City of Memphis v. INTERN. BROTH. OF ELEC. WKRS.

Annotate this Case

545 S.W.2d 98 (1976)

CITY OF MEMPHIS and Memphis Light, Gas and Water Division, Petitioners, v. INTERNATIONAL BROTHERHOOD OF ELECTRICAL WORKERS UNION, LOCAL 1288, et al., Respondents.

Supreme Court of Tennessee, Western Division.

December 31, 1976.

*99 Ross B. Clark, II, Frierson M. Graves, Jr., Memphis, for petitioners.

Lucius E. Burch, Jr., Burch, Porter & Johnson, Saul C. Belz, Burch, Porter & Johnson, Memphis, for respondents.

OPINION

FONES, Justice.

This suit was brought by two employees[1] of the Memphis Light, Gas and Water Division seeking a declaratory judgment of the constitutionality of a Memphis Charter provision requiring all personnel solely employed by the City of Memphis to reside within the territorial limits of Shelby County.

# STUDY QUESTIONS:
1/ In the court opinion above, where did the Memphis Charter provision require personnel solely employed by the City of Memphis to reside?
2/ Extend the court opinion above with the next passage after its last sentence.

# SOURCE DATA:
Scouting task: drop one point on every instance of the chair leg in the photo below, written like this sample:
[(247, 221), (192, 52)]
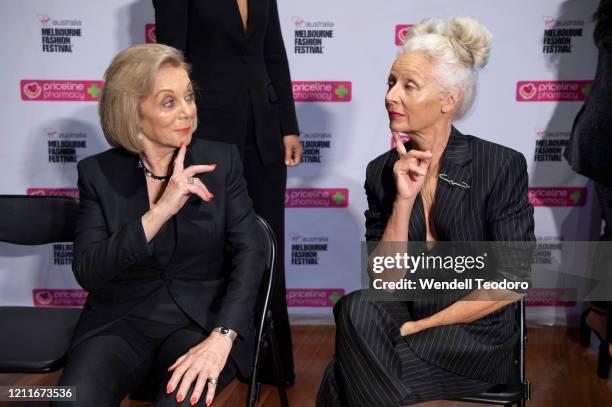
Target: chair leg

# TASK-BY-TASK RESULTS:
1/ Within the territorial limits of Shelby County.

2/
The Chancellor held that the charter provision was constitutional and dismissed the suit. The Court of Appeals reversed, holding that the provision violated the equal protection clause of the Fourteenth Amendment to the United States Constitution and Section 8, Article 1 of the Tennessee Constitution, because the term "solely employed" was unreasonably discriminatory, and therefore did not reach the issue of validity of using the boundary lines of Shelby County as a residential requirement for the class solely employed by the City of Memphis.

Defendants, City of Memphis and Memphis Light, Gas and Water Division, assign two (2) errors to the Court of Appeals decision. They first maintain that the Court erred in finding the residential provision for those personnel employed solely by the City was an unreasonable and arbitrary exercise of class action. They contend that resort to certain Private Acts demonstrates the classification of "employees employed solely" by the City of Memphis is meant to distinguish those from ones employed jointly by Shelby County and the City. This distinction they argue is valid. They further cite as error the Court of Appeals' failure to reach and decide the issue of whether or not the territorial limits of Shelby County may by imposed as a residential requirement upon employees of the City of Memphis.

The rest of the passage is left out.